▸ **Source text**

# # #

Communications
strategist Simon Salt gave a presentation to my social media class this week,
and I asked him how companies are responding to customer complaints that pop up
on the Internet. I wanted to know if companies could tell the difference
between customers who were truly upset about a bad experience and who were complaining
just for the sake of it. He said that when dealing with a whiner, ask yourself
two questions:
1.
Is
public complaining the only thing the person does (griping on multiple sites)?
2.
Is
the problem fixable?
If it
is fixable, Salt said, take the conversation out of the public forum as soon as
possible.
This
is probably the best that companies can do as far as battling the swing of
negativity that seems to be coming more and more from the public. People seem
to be reacting more negatively to customer service experiences, and I think
there’s a reason.
It
seems as though the more big corporations took over, the more the shopping
experience became roboticized and impersonal. Sales representatives at
corporate businesses didn’t remember customers’ names or greet them in any way
that hadn’t been previously scripted. Customers grew to feel marginalized and
powerless, so the only way to be heard was to gripe. I know from experience
that the closer your relationship to the customer, the less likely they are to
become upset. Corporate culture has put the customer at arm’s length and ruined
the customer experience.

# # #

▸ **Records**

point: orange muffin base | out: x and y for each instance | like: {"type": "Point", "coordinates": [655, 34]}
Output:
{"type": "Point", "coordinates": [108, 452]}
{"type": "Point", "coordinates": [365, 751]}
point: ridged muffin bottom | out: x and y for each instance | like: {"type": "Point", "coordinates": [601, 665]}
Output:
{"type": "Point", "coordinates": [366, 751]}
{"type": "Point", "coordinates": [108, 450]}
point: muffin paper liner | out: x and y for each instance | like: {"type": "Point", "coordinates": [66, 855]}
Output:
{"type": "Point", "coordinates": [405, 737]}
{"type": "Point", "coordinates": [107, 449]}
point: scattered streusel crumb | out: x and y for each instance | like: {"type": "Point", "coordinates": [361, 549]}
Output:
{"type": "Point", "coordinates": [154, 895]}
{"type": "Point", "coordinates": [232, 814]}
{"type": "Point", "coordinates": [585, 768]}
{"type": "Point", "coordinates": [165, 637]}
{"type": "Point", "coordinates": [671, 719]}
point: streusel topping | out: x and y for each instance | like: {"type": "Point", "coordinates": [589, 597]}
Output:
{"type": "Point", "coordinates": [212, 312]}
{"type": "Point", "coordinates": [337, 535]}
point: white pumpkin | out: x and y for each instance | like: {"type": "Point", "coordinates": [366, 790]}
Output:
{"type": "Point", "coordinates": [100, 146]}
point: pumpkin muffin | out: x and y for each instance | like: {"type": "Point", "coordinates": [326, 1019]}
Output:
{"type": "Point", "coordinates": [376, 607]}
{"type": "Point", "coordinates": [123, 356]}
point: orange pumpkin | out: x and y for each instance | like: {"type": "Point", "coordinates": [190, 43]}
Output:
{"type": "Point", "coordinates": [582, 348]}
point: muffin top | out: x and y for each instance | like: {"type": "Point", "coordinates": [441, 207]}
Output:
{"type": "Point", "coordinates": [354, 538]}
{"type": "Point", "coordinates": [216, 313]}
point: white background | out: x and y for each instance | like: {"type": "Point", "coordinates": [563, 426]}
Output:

# # #

▸ **Tasks for this exercise**
1. In the post on online customer complaints, what are these facts?
(a) Who gave the presentation to the social media class?
(b) What did Salt advise doing if the problem is fixable?
(c) What did sales representatives at corporate businesses fail to remember?
2. Can you resume the post on online customer complaints, writing on from its final sentence?
The rows are separate material, unrelated to the post on online customer complaints.

▸ **Answers for the exercise**
1.
(a) Communications strategist Simon Salt.
(b) Take the conversation out of the public forum as soon as possible.
(c) Customers' names.

2.
I’ve
worked in restaurants for close to 13 years, and I’ve learned a great deal about
complainers. Out of all the different jobs I’ve had, from factory worker to
dishwasher, data entry and reception work, people complain in restaurants
exponentially more so than they do in any other business where a
customer-provider transaction occurs. Part of it is the situation. When someone
arrives at a restaurant at 6 p.m., he or she has likely had a crappy, stressful
day at work, and his or her blood sugar is probably rock bottom since lunchtime
was five or six hours earlier. (For those of you out there who work in
restaurants and don’t know: if something goes wrong, just get food on the table
– give them something to snack on.) The other part of it is that complainers at
restaurants are chronic restaurant complainers. It’s almost part of their personalities
to complain at restaurants. I’ve been able to study this behavior pattern by
working in different restaurants that are frequented by the same customers.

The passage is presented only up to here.